▶ _Task requirements_
Rewrite the material below as a numbered list, one line per item, and skip any blank lines.

▶ _Input_
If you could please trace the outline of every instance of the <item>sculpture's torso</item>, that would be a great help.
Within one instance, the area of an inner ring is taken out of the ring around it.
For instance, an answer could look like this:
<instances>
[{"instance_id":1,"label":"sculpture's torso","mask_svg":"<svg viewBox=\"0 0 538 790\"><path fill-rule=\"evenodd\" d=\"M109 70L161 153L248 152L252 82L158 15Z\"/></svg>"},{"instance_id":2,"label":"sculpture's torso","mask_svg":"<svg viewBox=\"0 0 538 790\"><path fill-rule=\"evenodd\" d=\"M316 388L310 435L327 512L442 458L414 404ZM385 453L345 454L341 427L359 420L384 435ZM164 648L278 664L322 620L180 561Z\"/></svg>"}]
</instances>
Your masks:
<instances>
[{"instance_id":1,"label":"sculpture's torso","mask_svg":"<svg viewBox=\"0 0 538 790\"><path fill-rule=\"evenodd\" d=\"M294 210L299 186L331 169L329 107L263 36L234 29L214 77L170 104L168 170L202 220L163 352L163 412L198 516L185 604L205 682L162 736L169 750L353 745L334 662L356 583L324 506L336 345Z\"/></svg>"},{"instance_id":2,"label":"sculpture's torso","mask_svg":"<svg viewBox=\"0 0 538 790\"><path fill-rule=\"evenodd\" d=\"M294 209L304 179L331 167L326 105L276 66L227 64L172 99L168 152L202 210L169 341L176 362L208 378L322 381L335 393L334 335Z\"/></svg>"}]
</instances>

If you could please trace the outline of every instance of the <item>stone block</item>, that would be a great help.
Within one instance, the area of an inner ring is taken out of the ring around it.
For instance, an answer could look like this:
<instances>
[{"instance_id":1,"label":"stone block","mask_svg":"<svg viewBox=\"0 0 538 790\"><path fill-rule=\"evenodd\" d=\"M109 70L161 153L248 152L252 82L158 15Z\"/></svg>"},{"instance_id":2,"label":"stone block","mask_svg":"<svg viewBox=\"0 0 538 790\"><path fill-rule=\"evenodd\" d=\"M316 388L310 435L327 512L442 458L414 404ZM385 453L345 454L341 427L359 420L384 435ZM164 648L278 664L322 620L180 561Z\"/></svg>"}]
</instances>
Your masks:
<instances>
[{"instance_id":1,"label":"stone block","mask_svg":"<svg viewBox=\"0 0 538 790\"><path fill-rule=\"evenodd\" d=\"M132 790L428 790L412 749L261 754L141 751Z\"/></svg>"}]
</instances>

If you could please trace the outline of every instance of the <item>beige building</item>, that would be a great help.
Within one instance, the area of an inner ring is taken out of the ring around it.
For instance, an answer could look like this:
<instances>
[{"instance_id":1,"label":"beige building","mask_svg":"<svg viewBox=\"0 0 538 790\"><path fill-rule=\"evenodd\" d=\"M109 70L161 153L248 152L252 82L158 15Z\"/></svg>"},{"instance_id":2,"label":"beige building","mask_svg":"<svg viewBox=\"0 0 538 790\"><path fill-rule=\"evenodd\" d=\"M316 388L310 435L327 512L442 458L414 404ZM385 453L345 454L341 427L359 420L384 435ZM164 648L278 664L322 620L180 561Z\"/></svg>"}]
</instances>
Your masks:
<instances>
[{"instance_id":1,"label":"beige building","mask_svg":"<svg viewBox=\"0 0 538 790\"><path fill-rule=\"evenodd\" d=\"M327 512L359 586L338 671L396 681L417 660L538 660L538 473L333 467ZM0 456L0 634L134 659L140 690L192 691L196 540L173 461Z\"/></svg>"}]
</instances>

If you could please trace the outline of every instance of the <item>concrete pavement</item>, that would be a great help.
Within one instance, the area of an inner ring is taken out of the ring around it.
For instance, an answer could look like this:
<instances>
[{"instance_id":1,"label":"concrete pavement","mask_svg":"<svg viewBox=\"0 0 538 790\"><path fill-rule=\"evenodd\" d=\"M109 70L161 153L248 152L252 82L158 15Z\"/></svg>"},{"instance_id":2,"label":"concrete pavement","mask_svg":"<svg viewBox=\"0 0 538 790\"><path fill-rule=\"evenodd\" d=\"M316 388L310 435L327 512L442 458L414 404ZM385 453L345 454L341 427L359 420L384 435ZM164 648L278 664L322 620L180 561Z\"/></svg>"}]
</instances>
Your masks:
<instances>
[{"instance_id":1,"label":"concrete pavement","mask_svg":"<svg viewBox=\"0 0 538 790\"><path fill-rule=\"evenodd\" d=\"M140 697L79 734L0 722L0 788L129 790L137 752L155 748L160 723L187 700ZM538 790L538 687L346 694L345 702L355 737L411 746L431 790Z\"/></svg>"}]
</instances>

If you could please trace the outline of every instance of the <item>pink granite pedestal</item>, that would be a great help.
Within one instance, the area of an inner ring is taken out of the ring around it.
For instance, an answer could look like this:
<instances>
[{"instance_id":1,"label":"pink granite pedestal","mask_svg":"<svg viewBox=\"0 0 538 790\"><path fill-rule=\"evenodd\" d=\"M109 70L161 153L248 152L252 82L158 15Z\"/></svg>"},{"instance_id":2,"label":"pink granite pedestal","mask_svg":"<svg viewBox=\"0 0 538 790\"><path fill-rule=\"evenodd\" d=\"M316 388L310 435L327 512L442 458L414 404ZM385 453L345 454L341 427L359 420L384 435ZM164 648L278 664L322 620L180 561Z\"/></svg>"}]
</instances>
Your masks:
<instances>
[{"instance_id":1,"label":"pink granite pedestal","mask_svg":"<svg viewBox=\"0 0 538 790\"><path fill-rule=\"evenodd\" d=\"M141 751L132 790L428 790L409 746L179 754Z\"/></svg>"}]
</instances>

▶ _Response to the exercise_
1. If you could please trace the outline of every instance of the <item>sculpture's torso</item>, that would be a great help.
2. Within one instance, the area of an inner ring is taken out of the ring around it.
3. For instance, an answer could look like this:
4. <instances>
5. [{"instance_id":1,"label":"sculpture's torso","mask_svg":"<svg viewBox=\"0 0 538 790\"><path fill-rule=\"evenodd\" d=\"M109 70L161 153L248 152L252 82L158 15Z\"/></svg>"},{"instance_id":2,"label":"sculpture's torso","mask_svg":"<svg viewBox=\"0 0 538 790\"><path fill-rule=\"evenodd\" d=\"M316 388L310 435L327 512L442 458L414 404ZM385 453L345 454L341 427L359 420L384 435ZM164 648L278 664L322 620L180 561Z\"/></svg>"}]
6. </instances>
7. Your masks:
8. <instances>
9. [{"instance_id":1,"label":"sculpture's torso","mask_svg":"<svg viewBox=\"0 0 538 790\"><path fill-rule=\"evenodd\" d=\"M294 210L299 186L331 169L329 107L263 36L234 29L214 77L170 104L168 170L202 220L163 352L163 412L198 516L185 604L205 682L162 736L169 750L353 745L334 662L356 583L324 506L336 345Z\"/></svg>"},{"instance_id":2,"label":"sculpture's torso","mask_svg":"<svg viewBox=\"0 0 538 790\"><path fill-rule=\"evenodd\" d=\"M294 209L304 179L331 167L326 105L276 66L227 64L172 99L168 152L202 210L169 341L176 362L208 378L322 381L335 393L334 335Z\"/></svg>"}]
10. </instances>
11. If you could please trace the outline of every instance of the <item>stone block</item>, that would be a great help.
12. Within one instance, the area of an inner ring is taken out of the ring around it.
13. For instance, an answer could look like this:
14. <instances>
15. [{"instance_id":1,"label":"stone block","mask_svg":"<svg viewBox=\"0 0 538 790\"><path fill-rule=\"evenodd\" d=\"M109 70L161 153L248 152L252 82L158 15Z\"/></svg>"},{"instance_id":2,"label":"stone block","mask_svg":"<svg viewBox=\"0 0 538 790\"><path fill-rule=\"evenodd\" d=\"M316 388L310 435L327 512L442 458L414 404ZM385 453L345 454L341 427L359 420L384 435ZM164 648L278 664L322 620L180 561Z\"/></svg>"}]
16. </instances>
17. Your masks:
18. <instances>
19. [{"instance_id":1,"label":"stone block","mask_svg":"<svg viewBox=\"0 0 538 790\"><path fill-rule=\"evenodd\" d=\"M132 790L428 790L412 749L261 754L141 751Z\"/></svg>"}]
20. </instances>
21. If you could please trace the outline of every instance of the <item>beige building</item>, that would be a great help.
22. Within one instance, the area of an inner ring is taken out of the ring around it.
23. For instance, an answer could look like this:
24. <instances>
25. [{"instance_id":1,"label":"beige building","mask_svg":"<svg viewBox=\"0 0 538 790\"><path fill-rule=\"evenodd\" d=\"M109 70L161 153L248 152L252 82L158 15Z\"/></svg>"},{"instance_id":2,"label":"beige building","mask_svg":"<svg viewBox=\"0 0 538 790\"><path fill-rule=\"evenodd\" d=\"M316 388L310 435L327 512L442 458L414 404ZM385 453L345 454L341 427L359 420L384 435ZM164 648L278 664L322 620L180 561Z\"/></svg>"}]
26. </instances>
27. Your masks:
28. <instances>
29. [{"instance_id":1,"label":"beige building","mask_svg":"<svg viewBox=\"0 0 538 790\"><path fill-rule=\"evenodd\" d=\"M327 512L359 586L338 671L396 681L417 660L538 660L538 473L333 467ZM0 456L0 634L134 659L140 690L192 691L196 540L173 461Z\"/></svg>"}]
30. </instances>
31. If you could please trace the outline of every instance of the <item>concrete pavement</item>, that would be a great help.
32. Within one instance, the area of an inner ring is taken out of the ring around it.
33. For instance, an answer could look like this:
34. <instances>
35. [{"instance_id":1,"label":"concrete pavement","mask_svg":"<svg viewBox=\"0 0 538 790\"><path fill-rule=\"evenodd\" d=\"M109 70L161 153L248 152L252 82L158 15Z\"/></svg>"},{"instance_id":2,"label":"concrete pavement","mask_svg":"<svg viewBox=\"0 0 538 790\"><path fill-rule=\"evenodd\" d=\"M316 388L310 435L327 512L442 458L414 404ZM385 453L345 454L341 427L359 420L384 435ZM164 648L278 664L322 620L180 561Z\"/></svg>"}]
36. </instances>
37. Your masks:
38. <instances>
39. [{"instance_id":1,"label":"concrete pavement","mask_svg":"<svg viewBox=\"0 0 538 790\"><path fill-rule=\"evenodd\" d=\"M140 697L79 734L0 722L0 788L129 790L137 752L155 748L160 723L187 700ZM538 790L538 687L346 694L345 702L355 737L411 746L431 790Z\"/></svg>"}]
40. </instances>
41. If you could please trace the outline of every instance of the <item>pink granite pedestal</item>, that would be a great help.
42. Within one instance, the area of an inner ring is taken out of the ring around it.
43. For instance, an answer could look like this:
44. <instances>
45. [{"instance_id":1,"label":"pink granite pedestal","mask_svg":"<svg viewBox=\"0 0 538 790\"><path fill-rule=\"evenodd\" d=\"M109 70L161 153L248 152L252 82L158 15Z\"/></svg>"},{"instance_id":2,"label":"pink granite pedestal","mask_svg":"<svg viewBox=\"0 0 538 790\"><path fill-rule=\"evenodd\" d=\"M316 388L310 435L327 512L442 458L414 404ZM385 453L345 454L341 427L359 420L384 435ZM164 648L278 664L322 620L180 561Z\"/></svg>"}]
46. </instances>
47. Your masks:
48. <instances>
49. [{"instance_id":1,"label":"pink granite pedestal","mask_svg":"<svg viewBox=\"0 0 538 790\"><path fill-rule=\"evenodd\" d=\"M141 751L132 790L428 790L409 746L179 754Z\"/></svg>"}]
50. </instances>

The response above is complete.